• _Selection_
Walker Phillips
Written / Directed by Victor Solomon

Produced by Eliot Parker

Victor told me he lost the film. What? I did so want to see my Livia in the film. Now that she's crossed the Rainbow Bridge (dead), I really would have loved to see her performance.

Walker Phillips is the art world's fastest rising star. His paintings are sold out at the opening party of each of his shows. He's written about in glowing hyperbole by art critics of the NY Times and other respected publications. Problem is -- Walker hates the limelight, has no charisma, charm or the dashing good looks required to be a darling in the art world or any other, for that matter.

Another Walker Phillips gallery opening -- the public is enthralled.
Victor directs Steadicam operator in foreground.

Walker's life stand-in, Elliott (Darren Criss -
Glee's Blaine Anderson, Kurt's boyfriend) with Victor

Walker asks his best friend, Elliott Richards, who has all the requisite characteristics minus talent, to be his stand in at all public events. Elliott gladly takes over Walker's life and a percentage of his fees. Elliott is the center of attention, getting the adulation of the public and romance in private.

• _Dataset content_
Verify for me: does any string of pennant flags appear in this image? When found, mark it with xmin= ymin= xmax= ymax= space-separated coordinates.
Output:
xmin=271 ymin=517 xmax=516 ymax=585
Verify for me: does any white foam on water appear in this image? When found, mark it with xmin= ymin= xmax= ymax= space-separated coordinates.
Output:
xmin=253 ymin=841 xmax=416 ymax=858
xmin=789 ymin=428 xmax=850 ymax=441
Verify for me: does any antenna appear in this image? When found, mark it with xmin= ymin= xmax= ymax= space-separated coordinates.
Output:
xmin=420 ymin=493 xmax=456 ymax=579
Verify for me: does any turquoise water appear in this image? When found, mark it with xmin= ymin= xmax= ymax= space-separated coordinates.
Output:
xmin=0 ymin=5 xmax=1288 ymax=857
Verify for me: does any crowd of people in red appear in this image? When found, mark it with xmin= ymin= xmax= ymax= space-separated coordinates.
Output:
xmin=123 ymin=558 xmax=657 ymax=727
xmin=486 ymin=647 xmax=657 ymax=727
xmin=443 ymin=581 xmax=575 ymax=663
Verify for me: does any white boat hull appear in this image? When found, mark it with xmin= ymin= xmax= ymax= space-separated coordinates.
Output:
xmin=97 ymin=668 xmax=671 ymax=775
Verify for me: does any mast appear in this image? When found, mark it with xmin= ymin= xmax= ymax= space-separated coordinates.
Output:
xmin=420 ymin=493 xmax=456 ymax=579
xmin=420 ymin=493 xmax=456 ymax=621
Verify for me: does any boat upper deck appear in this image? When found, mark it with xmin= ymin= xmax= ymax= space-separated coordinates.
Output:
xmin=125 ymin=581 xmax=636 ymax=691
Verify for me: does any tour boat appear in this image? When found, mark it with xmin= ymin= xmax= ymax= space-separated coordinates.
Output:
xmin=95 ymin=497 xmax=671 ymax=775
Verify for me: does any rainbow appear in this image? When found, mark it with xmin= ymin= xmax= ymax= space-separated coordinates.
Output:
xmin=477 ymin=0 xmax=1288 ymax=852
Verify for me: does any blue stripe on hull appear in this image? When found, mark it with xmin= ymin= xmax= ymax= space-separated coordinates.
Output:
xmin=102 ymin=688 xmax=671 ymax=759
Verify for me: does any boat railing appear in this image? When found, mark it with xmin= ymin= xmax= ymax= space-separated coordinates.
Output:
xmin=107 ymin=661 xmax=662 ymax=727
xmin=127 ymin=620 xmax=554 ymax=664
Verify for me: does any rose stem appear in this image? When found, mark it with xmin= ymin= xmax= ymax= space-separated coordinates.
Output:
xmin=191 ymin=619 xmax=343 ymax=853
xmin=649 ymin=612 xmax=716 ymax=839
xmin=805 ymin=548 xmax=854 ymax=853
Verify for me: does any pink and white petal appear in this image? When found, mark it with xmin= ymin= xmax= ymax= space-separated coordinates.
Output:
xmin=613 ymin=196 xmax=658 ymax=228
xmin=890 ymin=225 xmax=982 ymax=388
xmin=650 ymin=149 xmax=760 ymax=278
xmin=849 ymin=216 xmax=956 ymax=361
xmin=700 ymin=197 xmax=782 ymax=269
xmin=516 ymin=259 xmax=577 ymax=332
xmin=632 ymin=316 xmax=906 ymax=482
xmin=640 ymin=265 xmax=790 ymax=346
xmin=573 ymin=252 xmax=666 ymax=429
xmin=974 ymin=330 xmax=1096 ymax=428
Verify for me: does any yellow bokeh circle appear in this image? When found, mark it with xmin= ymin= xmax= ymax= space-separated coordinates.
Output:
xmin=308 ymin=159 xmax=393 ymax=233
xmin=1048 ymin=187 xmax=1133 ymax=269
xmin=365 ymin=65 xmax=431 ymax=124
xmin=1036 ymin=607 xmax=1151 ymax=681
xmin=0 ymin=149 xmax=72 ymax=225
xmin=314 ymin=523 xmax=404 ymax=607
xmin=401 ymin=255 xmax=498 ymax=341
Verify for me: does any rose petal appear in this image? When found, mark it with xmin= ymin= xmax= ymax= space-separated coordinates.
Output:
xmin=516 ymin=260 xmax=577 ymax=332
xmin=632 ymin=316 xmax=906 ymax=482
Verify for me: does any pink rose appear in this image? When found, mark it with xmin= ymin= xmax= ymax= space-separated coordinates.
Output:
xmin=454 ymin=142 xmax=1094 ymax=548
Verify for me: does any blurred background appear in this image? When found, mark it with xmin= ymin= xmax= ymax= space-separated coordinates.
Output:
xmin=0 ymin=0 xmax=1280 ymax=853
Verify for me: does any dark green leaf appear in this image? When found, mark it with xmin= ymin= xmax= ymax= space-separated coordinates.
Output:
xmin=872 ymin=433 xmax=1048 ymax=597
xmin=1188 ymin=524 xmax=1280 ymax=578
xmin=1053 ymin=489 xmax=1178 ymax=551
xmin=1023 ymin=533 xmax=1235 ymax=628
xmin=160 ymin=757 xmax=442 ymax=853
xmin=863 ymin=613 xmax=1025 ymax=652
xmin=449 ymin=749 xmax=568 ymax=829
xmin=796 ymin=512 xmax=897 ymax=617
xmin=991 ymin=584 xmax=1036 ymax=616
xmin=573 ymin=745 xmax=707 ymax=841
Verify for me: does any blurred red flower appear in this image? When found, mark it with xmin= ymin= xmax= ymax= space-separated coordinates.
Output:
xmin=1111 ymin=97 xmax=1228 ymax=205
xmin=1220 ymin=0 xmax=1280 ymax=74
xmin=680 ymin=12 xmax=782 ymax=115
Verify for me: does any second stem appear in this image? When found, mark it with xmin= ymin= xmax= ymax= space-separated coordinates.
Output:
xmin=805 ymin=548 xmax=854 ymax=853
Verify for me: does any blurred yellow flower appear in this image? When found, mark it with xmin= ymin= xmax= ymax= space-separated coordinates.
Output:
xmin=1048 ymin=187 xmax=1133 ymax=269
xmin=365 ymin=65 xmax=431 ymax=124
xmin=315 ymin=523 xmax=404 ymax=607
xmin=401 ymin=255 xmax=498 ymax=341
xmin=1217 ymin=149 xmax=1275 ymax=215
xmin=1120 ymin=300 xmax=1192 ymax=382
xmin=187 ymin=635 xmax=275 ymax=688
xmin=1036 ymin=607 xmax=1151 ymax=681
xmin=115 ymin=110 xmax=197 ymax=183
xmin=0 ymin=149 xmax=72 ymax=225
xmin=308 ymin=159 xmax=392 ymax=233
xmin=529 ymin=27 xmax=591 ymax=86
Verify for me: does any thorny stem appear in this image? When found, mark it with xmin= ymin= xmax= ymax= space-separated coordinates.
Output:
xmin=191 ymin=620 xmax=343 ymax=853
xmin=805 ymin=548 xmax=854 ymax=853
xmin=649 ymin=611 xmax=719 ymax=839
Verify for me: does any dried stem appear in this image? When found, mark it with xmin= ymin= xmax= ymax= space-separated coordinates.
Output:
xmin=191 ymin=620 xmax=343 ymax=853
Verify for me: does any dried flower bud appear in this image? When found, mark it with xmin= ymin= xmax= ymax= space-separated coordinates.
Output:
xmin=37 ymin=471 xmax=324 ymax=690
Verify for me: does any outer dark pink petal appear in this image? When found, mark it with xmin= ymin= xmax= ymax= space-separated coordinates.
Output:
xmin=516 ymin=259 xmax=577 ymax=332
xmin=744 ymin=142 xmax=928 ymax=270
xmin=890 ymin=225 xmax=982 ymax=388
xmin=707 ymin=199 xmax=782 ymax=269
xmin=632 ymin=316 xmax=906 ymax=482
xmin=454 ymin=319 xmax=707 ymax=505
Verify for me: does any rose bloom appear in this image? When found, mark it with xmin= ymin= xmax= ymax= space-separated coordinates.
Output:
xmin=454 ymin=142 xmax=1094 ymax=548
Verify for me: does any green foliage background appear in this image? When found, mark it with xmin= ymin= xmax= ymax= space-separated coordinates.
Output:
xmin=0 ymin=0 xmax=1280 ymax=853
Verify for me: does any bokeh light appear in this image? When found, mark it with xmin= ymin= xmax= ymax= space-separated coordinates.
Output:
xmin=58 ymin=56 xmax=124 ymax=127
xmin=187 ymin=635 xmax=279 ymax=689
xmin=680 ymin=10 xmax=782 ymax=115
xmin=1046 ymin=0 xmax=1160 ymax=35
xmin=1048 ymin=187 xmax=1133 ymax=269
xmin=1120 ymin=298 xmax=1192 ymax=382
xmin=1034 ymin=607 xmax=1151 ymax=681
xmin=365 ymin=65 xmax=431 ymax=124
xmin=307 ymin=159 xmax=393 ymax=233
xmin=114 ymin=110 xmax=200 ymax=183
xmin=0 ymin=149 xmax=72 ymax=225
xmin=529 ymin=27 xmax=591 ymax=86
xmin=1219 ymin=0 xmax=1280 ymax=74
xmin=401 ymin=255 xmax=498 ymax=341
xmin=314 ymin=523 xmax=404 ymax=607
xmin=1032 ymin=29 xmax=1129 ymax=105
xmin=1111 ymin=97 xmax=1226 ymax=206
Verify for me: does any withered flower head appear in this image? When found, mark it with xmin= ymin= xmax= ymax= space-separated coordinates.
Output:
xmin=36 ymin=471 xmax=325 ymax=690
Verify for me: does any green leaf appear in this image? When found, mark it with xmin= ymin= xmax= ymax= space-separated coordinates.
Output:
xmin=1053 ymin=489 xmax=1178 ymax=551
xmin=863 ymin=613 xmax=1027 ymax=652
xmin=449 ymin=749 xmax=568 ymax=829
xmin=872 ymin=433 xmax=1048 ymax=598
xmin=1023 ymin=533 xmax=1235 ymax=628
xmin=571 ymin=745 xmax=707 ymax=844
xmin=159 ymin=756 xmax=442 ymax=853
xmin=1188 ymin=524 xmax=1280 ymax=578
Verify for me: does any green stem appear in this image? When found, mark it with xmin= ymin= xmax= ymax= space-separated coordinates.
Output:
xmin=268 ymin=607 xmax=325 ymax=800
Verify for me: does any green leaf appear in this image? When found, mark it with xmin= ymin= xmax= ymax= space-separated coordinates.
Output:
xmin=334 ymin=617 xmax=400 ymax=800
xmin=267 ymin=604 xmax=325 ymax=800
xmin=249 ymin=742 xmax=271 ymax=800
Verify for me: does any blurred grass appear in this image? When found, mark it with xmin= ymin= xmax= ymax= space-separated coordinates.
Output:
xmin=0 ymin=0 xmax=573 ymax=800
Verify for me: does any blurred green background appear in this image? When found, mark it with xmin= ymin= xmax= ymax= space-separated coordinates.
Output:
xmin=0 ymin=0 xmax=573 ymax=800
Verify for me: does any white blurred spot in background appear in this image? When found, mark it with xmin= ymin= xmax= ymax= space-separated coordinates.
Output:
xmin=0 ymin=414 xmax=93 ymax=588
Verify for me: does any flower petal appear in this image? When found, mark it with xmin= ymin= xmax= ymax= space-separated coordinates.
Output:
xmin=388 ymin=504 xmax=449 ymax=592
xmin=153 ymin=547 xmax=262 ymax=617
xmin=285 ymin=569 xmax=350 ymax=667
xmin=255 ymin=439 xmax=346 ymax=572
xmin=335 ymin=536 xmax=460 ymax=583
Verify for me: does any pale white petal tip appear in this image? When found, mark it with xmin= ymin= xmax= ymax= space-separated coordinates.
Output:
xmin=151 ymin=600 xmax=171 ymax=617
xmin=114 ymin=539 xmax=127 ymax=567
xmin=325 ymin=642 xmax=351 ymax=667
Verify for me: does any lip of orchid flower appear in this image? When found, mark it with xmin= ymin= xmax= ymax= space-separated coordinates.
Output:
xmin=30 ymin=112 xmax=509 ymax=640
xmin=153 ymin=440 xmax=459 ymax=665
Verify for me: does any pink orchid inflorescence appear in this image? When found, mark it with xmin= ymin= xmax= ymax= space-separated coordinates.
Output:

• _Tasks_
**A.** Please quote the Walker Phillips page word for word, beginning with the words "Victor directs Steadicam" and stopping after the words "romance in private.".
**B.** According to the Walker Phillips page, what does Walker ask Elliott Richards to do?

• _Outputs for the tasks_
**A.**
Victor directs Steadicam operator in foreground.

Walker's life stand-in, Elliott (Darren Criss -
Glee's Blaine Anderson, Kurt's boyfriend) with Victor

Walker asks his best friend, Elliott Richards, who has all the requisite characteristics minus talent, to be his stand in at all public events. Elliott gladly takes over Walker's life and a percentage of his fees. Elliott is the center of attention, getting the adulation of the public and romance in private.

**B.** To be his stand-in at all public events.